# Given request:
Which starting-point timestamps appear in the transcript about the Pride flag below?

# Source passage:
Starting point is 00:10:29 Although the pride flag continues to evolve, the most recent update includes a yellow triangle with a purple circle. Yes, inside it to represent the intersex community. My favorite thing now is to go to a Pride flag without that circle and go, what about the intersex and really throw someone off? What about them? So that's, that's the Pride flag. Now it's all, I mean, look at it, just take a look at how aesthetically displeasing this flag is, how confusing it is. It is a Trump ad. It really is.
Starting point is 00:11:14 It's become, it's because people are looking at it going what is this? What is it? What does it signify and when does it end? Does it end? Does the pride flag have an end? This is a question. Is there any time when someone will go, this is a bit crowded? No? Is there one person in the meeting that goes, this seems a bit crowded?
Starting point is 00:11:38 Cause there's probably, you know, that's not the only thing. They've pitched all kinds of changes to that. You got to remember like how many genders there are. Like there's been a lot of things pitched. So this as crazy as this is, this represents like the conservative approach in a sense to the Pride flag. Because someone had to go, we've got to stop a vet. Like, we can only add six new colors to this. We have to stop at six.
Starting point is 00:12:18 So it is someone in the meeting had to go, we can't do every color. Someone probably goes, what about emerald green for the Irish? I know where you're going there, you know? But it's just, I don't know. So we have Marianna Lido, who might hate gay people and might not, I don't know.
Starting point is 00:12:43 I don't know what this woman feels and I don't really care either about what she, you know, she's not on the Supreme Court, her husband is. Most of these issues will go to state votes, probably maybe gay marriage will abortion did and a lot of red states codify abortion in their constitutions. A lot of them, when those measures are put on the ballot, even states like Kansas, a lot of them choose to have abortion. I don't, you know, America has a strong strain of fundamentalism that runs through it.

# Extracted material:

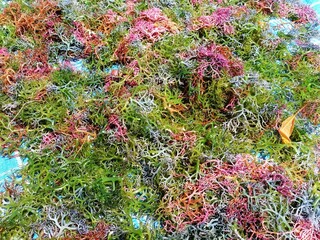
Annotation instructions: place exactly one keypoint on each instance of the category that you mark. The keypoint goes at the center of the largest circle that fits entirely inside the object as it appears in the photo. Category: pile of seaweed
(164, 119)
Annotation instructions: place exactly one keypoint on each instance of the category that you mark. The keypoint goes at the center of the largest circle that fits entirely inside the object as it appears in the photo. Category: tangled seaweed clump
(160, 119)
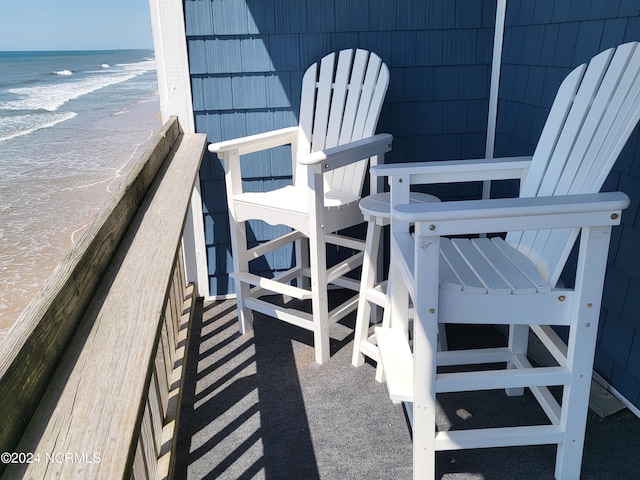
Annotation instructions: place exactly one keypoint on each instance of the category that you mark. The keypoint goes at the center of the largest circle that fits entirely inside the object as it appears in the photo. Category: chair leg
(319, 295)
(518, 345)
(594, 246)
(241, 264)
(301, 247)
(425, 347)
(367, 282)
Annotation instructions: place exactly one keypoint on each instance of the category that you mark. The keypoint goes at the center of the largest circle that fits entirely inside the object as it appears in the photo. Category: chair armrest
(255, 143)
(332, 158)
(451, 171)
(514, 214)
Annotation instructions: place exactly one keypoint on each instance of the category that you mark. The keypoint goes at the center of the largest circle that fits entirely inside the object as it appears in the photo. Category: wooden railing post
(90, 373)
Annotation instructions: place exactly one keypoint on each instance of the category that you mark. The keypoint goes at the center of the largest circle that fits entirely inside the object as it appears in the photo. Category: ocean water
(72, 125)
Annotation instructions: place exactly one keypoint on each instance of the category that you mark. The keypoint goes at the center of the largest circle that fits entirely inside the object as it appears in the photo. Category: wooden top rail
(75, 370)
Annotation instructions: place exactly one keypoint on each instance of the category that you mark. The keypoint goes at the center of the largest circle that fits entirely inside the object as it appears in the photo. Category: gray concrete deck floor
(258, 407)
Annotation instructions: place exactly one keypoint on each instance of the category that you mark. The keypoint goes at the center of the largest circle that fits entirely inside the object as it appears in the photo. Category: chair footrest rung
(397, 362)
(499, 437)
(496, 379)
(289, 315)
(272, 285)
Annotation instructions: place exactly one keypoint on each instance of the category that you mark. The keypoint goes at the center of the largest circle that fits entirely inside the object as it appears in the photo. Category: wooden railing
(90, 374)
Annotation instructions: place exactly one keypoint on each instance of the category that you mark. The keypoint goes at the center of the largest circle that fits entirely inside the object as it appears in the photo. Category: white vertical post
(498, 38)
(174, 85)
(425, 346)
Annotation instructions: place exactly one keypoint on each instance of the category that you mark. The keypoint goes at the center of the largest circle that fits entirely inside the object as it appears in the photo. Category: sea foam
(52, 96)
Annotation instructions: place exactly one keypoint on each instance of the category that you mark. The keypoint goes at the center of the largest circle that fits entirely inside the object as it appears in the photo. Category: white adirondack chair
(513, 281)
(341, 101)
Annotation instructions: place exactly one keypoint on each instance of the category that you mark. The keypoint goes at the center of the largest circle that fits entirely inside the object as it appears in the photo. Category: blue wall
(247, 58)
(544, 40)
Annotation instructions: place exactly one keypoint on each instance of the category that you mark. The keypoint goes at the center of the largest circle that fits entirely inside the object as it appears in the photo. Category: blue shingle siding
(247, 58)
(544, 39)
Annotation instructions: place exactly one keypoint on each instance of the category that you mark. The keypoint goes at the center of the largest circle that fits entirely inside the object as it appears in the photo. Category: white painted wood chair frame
(513, 282)
(342, 97)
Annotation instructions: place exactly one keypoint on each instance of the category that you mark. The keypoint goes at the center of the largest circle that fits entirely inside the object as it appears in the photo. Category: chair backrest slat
(341, 102)
(580, 143)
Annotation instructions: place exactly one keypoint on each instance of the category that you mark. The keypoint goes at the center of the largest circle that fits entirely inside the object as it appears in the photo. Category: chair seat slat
(466, 277)
(486, 274)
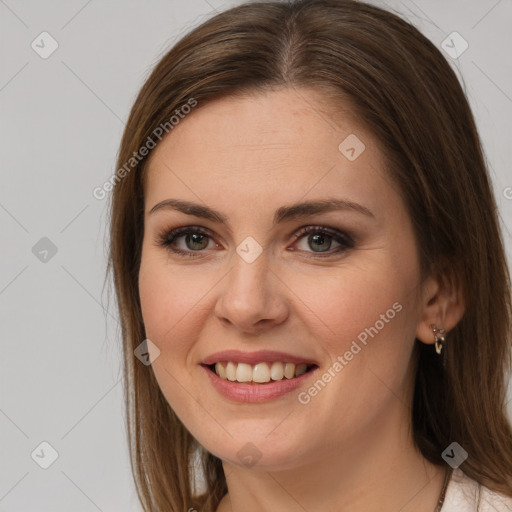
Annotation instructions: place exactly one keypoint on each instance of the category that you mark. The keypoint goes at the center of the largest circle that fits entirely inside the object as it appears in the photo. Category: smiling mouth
(261, 373)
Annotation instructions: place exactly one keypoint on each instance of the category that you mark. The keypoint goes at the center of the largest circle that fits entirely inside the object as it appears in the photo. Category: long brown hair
(406, 93)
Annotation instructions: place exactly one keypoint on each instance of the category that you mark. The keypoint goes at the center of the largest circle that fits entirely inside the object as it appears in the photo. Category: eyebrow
(282, 214)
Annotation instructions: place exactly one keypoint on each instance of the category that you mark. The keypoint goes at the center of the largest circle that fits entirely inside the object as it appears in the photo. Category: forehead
(253, 146)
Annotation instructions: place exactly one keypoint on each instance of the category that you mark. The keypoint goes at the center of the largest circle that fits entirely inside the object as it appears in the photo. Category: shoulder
(464, 494)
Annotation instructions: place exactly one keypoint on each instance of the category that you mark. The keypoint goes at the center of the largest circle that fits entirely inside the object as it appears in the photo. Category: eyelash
(167, 238)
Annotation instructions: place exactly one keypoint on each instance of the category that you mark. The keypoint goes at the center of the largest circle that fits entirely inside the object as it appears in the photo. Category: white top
(463, 492)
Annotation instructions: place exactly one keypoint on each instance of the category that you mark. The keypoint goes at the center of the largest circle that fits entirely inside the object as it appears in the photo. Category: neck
(376, 470)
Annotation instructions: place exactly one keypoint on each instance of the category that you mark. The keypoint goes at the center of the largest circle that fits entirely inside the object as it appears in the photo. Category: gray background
(61, 120)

# Result of this task:
00:10:29, 00:11:14, 00:11:38, 00:12:18, 00:12:43